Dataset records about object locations

- - -

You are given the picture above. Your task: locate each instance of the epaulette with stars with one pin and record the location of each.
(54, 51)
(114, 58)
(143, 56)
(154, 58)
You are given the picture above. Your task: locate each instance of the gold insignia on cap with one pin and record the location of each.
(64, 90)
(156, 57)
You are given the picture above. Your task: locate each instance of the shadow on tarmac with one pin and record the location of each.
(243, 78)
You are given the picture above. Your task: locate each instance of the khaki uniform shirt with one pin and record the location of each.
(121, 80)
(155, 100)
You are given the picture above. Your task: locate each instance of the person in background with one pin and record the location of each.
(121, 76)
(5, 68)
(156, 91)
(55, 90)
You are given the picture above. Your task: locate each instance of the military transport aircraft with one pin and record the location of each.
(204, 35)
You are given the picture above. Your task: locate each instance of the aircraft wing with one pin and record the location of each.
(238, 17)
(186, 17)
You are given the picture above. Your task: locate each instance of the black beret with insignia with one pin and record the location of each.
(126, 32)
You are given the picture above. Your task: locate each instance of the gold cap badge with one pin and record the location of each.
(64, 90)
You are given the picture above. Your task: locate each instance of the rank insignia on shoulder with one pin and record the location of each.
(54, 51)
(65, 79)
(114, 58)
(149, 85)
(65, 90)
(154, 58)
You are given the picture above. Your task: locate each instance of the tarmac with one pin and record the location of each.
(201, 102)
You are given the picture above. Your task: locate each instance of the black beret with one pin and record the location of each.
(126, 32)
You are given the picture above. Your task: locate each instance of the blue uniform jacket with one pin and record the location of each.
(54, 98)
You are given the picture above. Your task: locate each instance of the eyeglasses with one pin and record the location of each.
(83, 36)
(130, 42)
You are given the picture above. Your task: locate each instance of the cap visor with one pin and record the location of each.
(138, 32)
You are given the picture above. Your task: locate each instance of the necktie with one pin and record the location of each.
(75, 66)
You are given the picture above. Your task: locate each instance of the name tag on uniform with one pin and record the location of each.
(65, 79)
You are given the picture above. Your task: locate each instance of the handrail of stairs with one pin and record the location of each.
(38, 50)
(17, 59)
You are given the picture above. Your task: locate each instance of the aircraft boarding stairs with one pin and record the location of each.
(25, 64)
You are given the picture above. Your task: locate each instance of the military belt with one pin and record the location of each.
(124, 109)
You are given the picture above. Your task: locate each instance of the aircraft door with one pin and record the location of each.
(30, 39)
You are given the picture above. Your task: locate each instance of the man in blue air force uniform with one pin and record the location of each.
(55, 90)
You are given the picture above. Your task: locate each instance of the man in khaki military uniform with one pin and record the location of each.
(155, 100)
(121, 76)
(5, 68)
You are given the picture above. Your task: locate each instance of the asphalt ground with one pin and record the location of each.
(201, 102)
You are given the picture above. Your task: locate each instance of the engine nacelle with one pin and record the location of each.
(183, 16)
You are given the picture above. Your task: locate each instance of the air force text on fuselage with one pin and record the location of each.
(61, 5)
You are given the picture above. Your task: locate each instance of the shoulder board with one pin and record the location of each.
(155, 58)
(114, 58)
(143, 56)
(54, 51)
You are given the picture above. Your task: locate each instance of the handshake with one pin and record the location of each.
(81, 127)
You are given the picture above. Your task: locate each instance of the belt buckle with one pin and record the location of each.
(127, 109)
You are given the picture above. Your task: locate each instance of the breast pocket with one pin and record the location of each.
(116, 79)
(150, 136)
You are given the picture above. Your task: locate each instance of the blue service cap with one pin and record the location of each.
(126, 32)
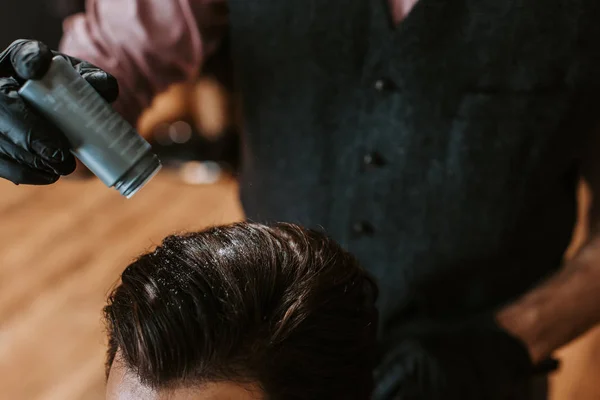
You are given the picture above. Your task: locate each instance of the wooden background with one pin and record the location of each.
(61, 250)
(63, 247)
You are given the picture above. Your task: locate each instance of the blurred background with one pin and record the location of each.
(61, 250)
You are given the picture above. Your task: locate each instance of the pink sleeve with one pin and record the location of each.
(146, 44)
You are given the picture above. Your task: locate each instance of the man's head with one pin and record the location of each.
(243, 311)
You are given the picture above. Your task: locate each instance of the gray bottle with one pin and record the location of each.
(103, 141)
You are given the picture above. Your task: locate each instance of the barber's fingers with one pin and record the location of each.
(25, 59)
(104, 83)
(55, 162)
(24, 175)
(22, 128)
(30, 59)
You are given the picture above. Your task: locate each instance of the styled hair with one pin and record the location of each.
(280, 306)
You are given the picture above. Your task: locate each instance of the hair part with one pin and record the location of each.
(281, 306)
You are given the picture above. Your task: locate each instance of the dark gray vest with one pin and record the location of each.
(444, 153)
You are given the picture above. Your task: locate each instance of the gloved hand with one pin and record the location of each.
(470, 360)
(32, 150)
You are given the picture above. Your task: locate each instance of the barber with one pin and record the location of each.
(441, 143)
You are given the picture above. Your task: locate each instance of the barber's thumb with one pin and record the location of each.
(30, 59)
(104, 83)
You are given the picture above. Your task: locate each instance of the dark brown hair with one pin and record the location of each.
(280, 306)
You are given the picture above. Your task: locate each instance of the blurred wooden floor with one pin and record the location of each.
(61, 250)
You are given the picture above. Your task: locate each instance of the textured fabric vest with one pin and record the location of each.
(444, 152)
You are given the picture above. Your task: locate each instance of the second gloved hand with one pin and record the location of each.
(464, 360)
(32, 150)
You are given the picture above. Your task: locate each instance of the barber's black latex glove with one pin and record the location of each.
(470, 360)
(32, 150)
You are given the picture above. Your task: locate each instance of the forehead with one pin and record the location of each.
(124, 385)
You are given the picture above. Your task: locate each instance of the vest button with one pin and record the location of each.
(374, 159)
(363, 228)
(384, 84)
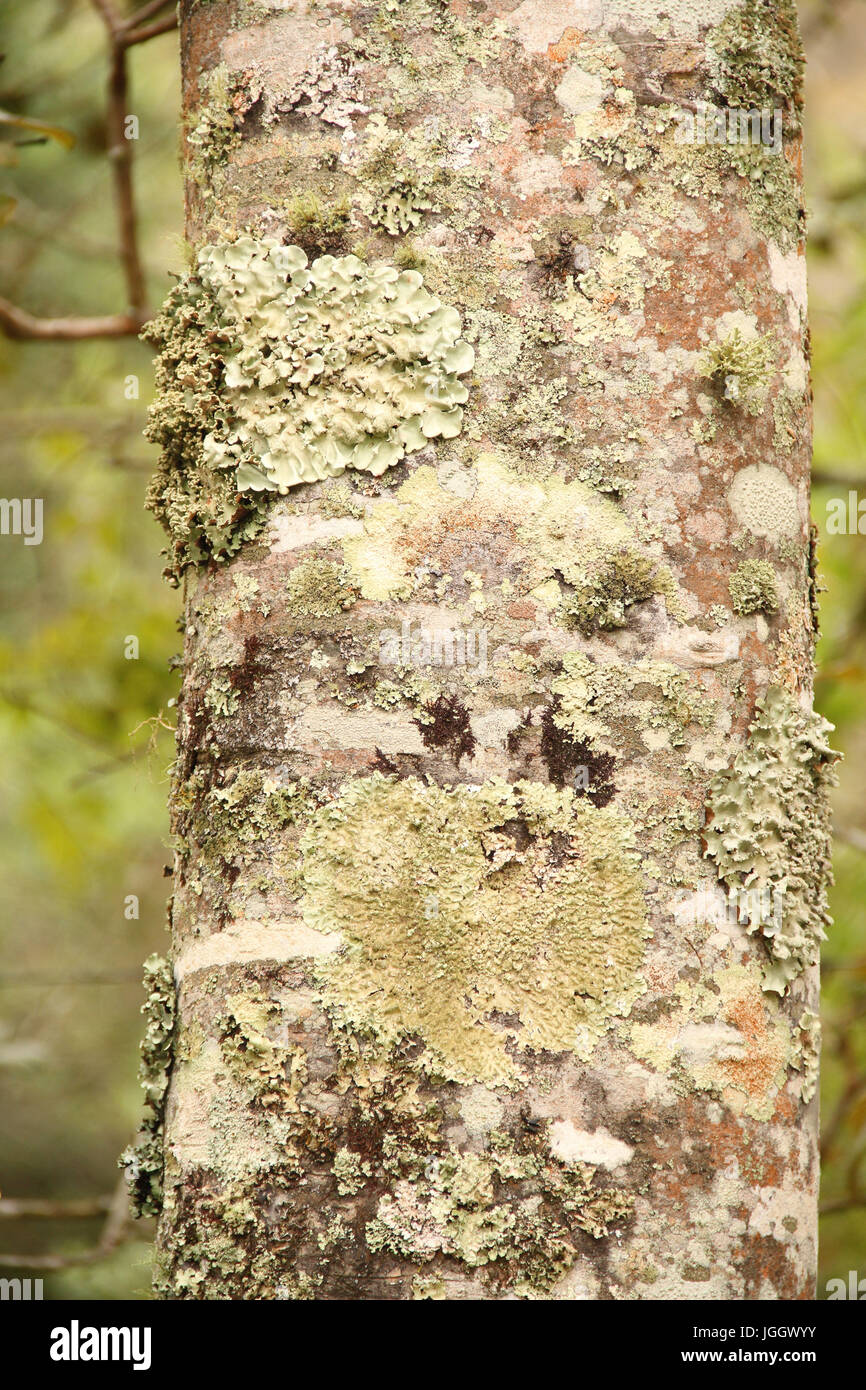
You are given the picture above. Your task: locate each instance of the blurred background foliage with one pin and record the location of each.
(82, 816)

- - -

Everything from the line with "of the second" through the final line of the records above should be written out exactly, minus the pictures.

You are given the picture above. Your task: locate each instance of the second gloved hand with one pin and record the location of each.
(464, 360)
(32, 150)
You are given the picture above. Your task: locate each instance of the barber's black latex glove with one pin and record the location of each.
(470, 360)
(32, 150)
You are given the picture above. Your task: locate each instance of the forehead with one pin and record the location of each.
(124, 385)
You are given the picture above. Your task: locate each instance of the vest button with one pin and record the location of each.
(374, 159)
(363, 228)
(384, 84)
You are given the picture above. Your task: locate each instance of the blurred background foliage with one pin and record the location of each.
(82, 816)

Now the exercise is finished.